- [WORK ITEM]: Comb through the entries for "approximate" and pull out each line that holds it.

- [GIVEN RECORDS]:
· · · · ·

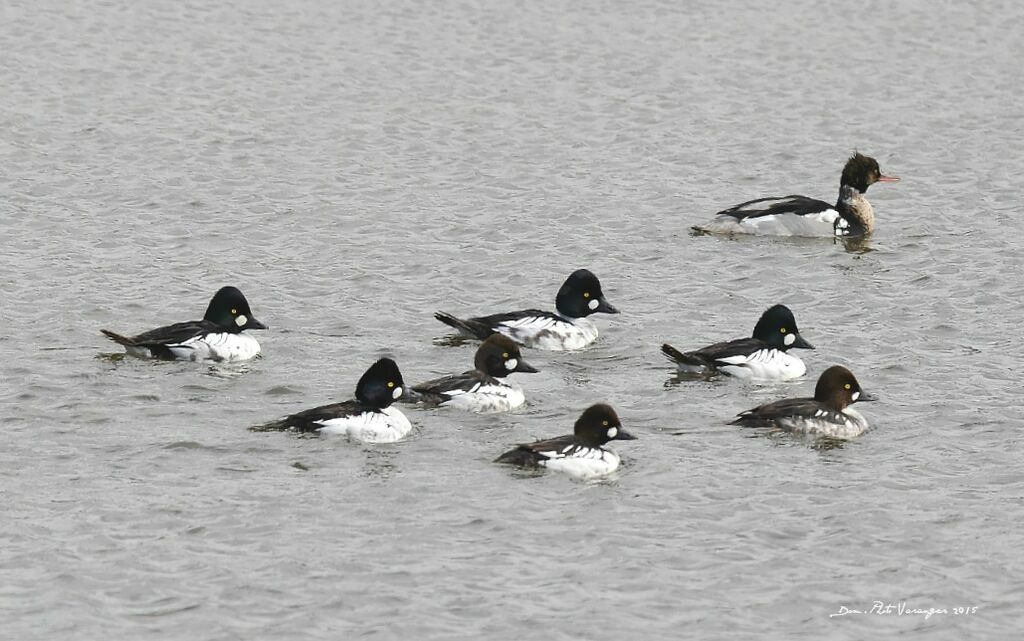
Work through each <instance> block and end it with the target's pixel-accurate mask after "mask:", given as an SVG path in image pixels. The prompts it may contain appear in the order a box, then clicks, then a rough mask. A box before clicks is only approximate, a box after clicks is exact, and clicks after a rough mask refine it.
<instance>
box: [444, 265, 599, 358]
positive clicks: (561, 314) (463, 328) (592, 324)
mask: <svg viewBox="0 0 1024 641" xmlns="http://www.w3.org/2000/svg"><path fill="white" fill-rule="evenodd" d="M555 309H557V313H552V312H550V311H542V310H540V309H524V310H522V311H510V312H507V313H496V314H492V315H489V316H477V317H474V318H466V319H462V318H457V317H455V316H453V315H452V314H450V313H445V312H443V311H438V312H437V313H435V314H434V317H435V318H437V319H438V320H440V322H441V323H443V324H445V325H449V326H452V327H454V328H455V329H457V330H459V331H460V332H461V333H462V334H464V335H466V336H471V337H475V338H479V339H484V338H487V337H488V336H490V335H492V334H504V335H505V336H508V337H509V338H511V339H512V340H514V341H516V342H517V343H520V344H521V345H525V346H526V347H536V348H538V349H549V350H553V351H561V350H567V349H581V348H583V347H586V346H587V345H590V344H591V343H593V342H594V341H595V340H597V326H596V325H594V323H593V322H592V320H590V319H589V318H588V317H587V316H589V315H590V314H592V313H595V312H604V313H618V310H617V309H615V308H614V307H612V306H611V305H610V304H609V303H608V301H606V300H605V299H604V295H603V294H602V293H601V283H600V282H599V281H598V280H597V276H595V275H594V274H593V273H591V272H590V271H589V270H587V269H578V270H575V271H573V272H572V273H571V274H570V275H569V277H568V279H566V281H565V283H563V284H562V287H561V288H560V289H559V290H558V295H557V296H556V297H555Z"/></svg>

· · · · ·

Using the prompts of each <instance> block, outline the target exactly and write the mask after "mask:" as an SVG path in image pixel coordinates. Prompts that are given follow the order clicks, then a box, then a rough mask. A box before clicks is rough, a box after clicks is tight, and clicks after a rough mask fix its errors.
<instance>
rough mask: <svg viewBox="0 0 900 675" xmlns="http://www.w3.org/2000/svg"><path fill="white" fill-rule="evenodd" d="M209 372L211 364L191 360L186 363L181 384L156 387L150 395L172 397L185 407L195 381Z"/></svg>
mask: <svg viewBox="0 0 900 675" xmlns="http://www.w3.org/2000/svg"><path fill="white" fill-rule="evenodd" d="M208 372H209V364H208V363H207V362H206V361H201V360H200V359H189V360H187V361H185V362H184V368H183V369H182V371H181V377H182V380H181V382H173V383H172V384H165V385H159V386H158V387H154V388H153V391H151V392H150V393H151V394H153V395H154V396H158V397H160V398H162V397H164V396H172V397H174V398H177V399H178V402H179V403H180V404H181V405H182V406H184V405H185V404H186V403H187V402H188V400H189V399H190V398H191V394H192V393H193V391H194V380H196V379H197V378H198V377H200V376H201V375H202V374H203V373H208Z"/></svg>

· · · · ·

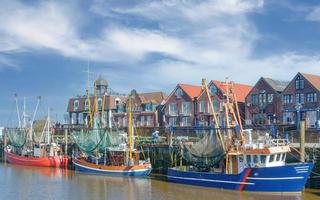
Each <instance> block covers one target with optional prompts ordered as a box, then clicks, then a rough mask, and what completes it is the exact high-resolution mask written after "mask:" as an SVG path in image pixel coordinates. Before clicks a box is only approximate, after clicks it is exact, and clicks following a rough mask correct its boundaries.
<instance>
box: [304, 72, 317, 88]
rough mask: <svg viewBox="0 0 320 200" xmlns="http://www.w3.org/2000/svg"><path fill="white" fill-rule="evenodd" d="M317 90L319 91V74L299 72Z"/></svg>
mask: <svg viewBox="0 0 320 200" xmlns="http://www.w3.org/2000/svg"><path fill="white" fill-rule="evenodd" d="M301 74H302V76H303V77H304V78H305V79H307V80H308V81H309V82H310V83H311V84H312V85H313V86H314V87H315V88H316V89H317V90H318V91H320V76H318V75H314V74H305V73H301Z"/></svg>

· · · · ·

- [EXERCISE ANSWER]:
Work through each <instance> block and end it with the target's pixel-accurate mask after "mask:", given as an SVG path in image pixels. The prompts it may contain appear in the order a box, then clicks, then a rough mask. A box before clicks is only approximate, a box after clicks is exact, and clicks after a rough mask refine it.
Each <instance> block covers one target with optional prompts ordered as a box, then clicks, then a rough mask, and what completes it is the exact high-resolution mask written after "mask:" as an SVG path in image pixel coordinates. Before clicks a box is only approximate, after clicks it is exact, and clicks following a rough mask correct its boundaries.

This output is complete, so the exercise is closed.